Aim of the task =>
Give back every entry exactly as it is written, but not the pictures.

++++ Information provided

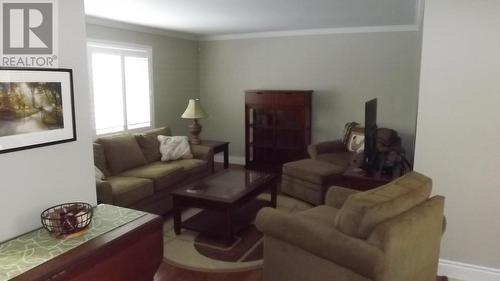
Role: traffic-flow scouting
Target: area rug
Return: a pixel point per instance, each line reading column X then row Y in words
column 195, row 251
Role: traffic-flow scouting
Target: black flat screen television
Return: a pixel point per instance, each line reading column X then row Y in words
column 370, row 152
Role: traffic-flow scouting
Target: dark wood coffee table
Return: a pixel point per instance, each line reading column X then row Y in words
column 226, row 196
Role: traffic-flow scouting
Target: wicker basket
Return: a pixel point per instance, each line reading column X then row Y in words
column 68, row 218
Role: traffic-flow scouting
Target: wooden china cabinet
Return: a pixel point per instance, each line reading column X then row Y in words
column 277, row 127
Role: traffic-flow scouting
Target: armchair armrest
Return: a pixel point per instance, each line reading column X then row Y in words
column 321, row 240
column 104, row 191
column 325, row 147
column 336, row 196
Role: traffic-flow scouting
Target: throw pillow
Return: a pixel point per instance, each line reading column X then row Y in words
column 356, row 140
column 98, row 174
column 173, row 148
column 148, row 141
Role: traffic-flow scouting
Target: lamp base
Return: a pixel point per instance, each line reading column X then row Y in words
column 194, row 131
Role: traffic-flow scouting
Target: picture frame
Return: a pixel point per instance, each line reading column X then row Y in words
column 36, row 108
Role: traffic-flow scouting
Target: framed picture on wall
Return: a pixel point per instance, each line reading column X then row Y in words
column 36, row 108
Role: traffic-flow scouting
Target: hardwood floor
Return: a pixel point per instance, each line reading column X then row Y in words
column 167, row 272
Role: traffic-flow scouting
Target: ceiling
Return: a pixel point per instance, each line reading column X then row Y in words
column 220, row 17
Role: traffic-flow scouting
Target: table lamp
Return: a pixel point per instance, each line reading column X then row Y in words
column 194, row 111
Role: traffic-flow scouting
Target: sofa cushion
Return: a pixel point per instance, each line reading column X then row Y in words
column 150, row 146
column 340, row 159
column 129, row 190
column 100, row 159
column 164, row 175
column 314, row 171
column 363, row 211
column 323, row 214
column 122, row 152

++++++++

Exercise solution =>
Role: traffic-flow scouting
Target: area rug
Return: a pixel point per instance, each line reading column X then row Y in words
column 195, row 251
Role: traffic-flow scouting
Target: black flat screen television
Return: a pixel point per instance, each line reading column X then row Y in words
column 370, row 152
Role: traffic-flow scouting
Target: dark wood coffee table
Return: a pixel point per instance, each line reading column X then row Y in words
column 226, row 196
Role: traffic-flow scouting
Target: wicker basket
Return: a pixel point per instance, each line reading column X then row Y in words
column 68, row 218
Role: traffic-flow scouting
Target: wooden china cabinet
Return: a pixel point per instance, each line reading column X then row Y in words
column 277, row 127
Role: traffic-flow scouting
Target: armchair armrest
Return: a pixel point per instance, each line reading column X then row Y in words
column 321, row 240
column 104, row 191
column 325, row 147
column 336, row 196
Role: traffic-flow scouting
Target: throw pillow
Return: a pixel point per instance, each line reading column X then row Y in words
column 356, row 140
column 98, row 174
column 173, row 148
column 148, row 141
Role: traffic-flow scouting
Target: lamp base
Return: a pixel point per instance, each line reading column X then row Y in words
column 194, row 131
Role: traffic-flow scouting
Target: picture frame
Return: a pixel point per instance, each line reading column X then row Y in words
column 36, row 108
Role: traffic-flow scouting
Target: framed picture on wall
Return: a pixel point per instance, each line reading column X then row Y in words
column 36, row 108
Role: traffic-flow scouting
Target: hardwood floor
Return: a pixel point per instance, each line reading column X then row Y in words
column 167, row 272
Role: traffic-flow scouting
Target: ceiling
Return: a pixel point per instance, each line reading column X then row Y in words
column 220, row 17
Role: traffic-flow scouting
Target: table lamp
Return: a pixel point per instance, each line reading column X then row Y in words
column 194, row 111
Role: traffic-flow scouting
Target: sofa cushion
Return: a pixel point per instance, each line reading column X then row Y in words
column 150, row 146
column 340, row 159
column 129, row 190
column 100, row 159
column 164, row 175
column 314, row 171
column 363, row 211
column 323, row 214
column 122, row 152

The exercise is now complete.